_EXERCISE DESCRIPTION_
Make an exact copy of all the data.

_RECORDS FOR THE TASK_

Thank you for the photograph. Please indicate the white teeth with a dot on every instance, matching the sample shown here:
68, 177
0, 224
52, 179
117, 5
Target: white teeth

_WRITTEN ANSWER_
Thank you for the photograph. Please indicate the white teeth with a dot on every instance, matching the sample shown here:
68, 177
0, 224
52, 179
117, 5
Target: white teeth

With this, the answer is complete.